GIVEN PASSAGE.
* Begin *

Finally, start your own website. It doesn’t need to be incredibly well coded or even unique. There are lots of content management systems (CMSs) out there like WordPress which can get you up and running in a very short space of time. Use the website to post news (cross-posted to your various social media accounts, of course) and keep it up to date with stream schedules, photos, YouTube clips and details of how to hire you (including a business email).
You can also create a page which explains who you are and what you do, as this way those who visit the site out of curiosity will get to know you better. With a website, you will also rank in Google for your name, especially if you ensure that the meta title in your main page includes your full name and nickname as well as the words “esports broadcaster” or “shoutcaster” as the two main popular searches for the job role.
If you really want to do it properly, ensure you also put together a highlight reel. This is a short five to seven minute video that showcases your best commentary or hosting from events, tournaments or matches you have taken part in.
If you have the right voice, you may want to do some voice work too. Contacting popular video creators on YouTube and offering your services to narrate or commentate their frag movies or videos free of charge will allow you to reach a much larger audience. As it’s free, insist on a credit in the video together with a link to your social media profile or website – most will usually agree as it hasn’t cost them anything.
Money and negotiating fees
One of the least written about areas in esports broadcasting is money. A common question from newly popular commentators and hosts is “how much should I charge?”. It’s a really difficult question to answer as each one is specific to the person asking it.
I can, however, give some broad ideas regarding the money you should be asking for from tournament organisers and shows, but you also have to factor a few other things into the equation before coming up with a fee, including:
- The type of event (how big it is, who’s running it, etc)
- Is it mainstream TV (these guys have totally different budgets)?
- Is it a marketing campaign (it’s important to understand which pot of money your fee is coming from)?
- Is it a traditional esports organizer?
- Are there any major publishers involved?
- How experienced are you?
- What do you bring to the event in addition to yourself?

* End *

DATA ENTRIES.
* Begin *

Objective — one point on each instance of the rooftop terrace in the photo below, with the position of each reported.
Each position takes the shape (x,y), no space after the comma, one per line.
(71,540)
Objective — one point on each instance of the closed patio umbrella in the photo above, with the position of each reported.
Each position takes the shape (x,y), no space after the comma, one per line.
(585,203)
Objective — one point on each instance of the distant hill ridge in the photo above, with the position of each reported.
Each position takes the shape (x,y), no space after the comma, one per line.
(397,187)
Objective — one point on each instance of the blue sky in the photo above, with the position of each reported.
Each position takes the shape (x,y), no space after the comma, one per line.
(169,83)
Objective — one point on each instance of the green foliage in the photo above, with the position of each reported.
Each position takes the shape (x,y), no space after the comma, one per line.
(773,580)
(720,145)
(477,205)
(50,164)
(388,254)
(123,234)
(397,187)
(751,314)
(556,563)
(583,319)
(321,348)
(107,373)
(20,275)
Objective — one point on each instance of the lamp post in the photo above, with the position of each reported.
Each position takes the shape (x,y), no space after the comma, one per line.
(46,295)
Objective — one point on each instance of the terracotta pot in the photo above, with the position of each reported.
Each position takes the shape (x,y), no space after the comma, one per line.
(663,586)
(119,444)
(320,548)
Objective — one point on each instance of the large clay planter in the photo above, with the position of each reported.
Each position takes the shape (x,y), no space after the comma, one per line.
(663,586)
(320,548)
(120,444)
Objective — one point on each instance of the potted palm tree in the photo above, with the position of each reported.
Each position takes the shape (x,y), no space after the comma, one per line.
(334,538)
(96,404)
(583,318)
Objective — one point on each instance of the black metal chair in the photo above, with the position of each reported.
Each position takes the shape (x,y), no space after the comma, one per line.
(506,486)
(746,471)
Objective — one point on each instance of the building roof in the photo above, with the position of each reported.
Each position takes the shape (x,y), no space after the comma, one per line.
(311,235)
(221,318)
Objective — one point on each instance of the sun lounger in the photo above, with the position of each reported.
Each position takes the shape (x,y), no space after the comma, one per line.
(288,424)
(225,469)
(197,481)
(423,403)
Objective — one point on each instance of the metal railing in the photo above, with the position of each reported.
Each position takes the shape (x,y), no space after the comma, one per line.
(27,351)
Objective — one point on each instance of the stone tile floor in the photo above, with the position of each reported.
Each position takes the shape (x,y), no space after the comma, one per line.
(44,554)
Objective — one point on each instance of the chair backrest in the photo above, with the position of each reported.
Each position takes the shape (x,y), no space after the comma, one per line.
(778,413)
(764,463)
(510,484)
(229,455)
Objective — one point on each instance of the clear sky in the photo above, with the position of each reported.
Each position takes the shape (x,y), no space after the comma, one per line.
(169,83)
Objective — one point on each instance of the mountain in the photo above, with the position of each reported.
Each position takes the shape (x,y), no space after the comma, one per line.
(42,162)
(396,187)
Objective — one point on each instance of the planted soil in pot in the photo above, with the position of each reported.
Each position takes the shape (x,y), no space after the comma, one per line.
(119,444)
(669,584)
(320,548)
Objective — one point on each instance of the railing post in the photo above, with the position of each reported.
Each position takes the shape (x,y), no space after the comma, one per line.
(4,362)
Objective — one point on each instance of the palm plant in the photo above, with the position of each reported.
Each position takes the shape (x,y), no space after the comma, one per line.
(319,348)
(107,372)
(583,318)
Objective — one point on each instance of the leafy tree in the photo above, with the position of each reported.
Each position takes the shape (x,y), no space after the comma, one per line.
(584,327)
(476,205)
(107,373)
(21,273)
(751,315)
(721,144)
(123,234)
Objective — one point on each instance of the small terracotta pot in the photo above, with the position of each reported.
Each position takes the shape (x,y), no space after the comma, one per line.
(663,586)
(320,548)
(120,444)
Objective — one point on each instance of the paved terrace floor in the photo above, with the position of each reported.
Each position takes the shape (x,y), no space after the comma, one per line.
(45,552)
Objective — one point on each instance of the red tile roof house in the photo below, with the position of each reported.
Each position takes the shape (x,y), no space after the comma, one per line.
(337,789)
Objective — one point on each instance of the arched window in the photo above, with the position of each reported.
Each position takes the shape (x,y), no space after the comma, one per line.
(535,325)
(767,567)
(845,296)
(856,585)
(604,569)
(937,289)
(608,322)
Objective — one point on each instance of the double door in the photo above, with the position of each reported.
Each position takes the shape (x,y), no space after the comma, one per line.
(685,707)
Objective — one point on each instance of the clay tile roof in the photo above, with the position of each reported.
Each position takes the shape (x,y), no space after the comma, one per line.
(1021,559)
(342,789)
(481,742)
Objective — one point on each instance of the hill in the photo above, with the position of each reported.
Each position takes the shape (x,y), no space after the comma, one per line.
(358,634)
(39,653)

* End *

REQUEST 1.
In the esports broadcasting passage:
(a) How long should a highlight reel be?
(b) Which content management system is named as an example?
(c) What should you insist on in return for doing voice work free of charge?
REQUEST 2.
Can you give only the records from the line with "Objective — one point on each instance of the clay" through the end of the records, switching "clay tile roof" for "slate roof" and changing nothing else?

EXPECTED ANSWER 1.
(a) Five to seven minutes.
(b) WordPress.
(c) A credit in the video together with a link to your social media profile or website.

EXPECTED ANSWER 2.
Objective — one point on each instance of the slate roof in the photo above, with the position of each reported.
Each position takes the shape (x,y), no space after the comma, one per line.
(1021,559)
(342,789)
(481,742)
Objective — one point on each instance of the hill in the photo above, with the position of each reported.
Each position takes the shape (x,y), no space after the comma, one per line.
(358,634)
(39,653)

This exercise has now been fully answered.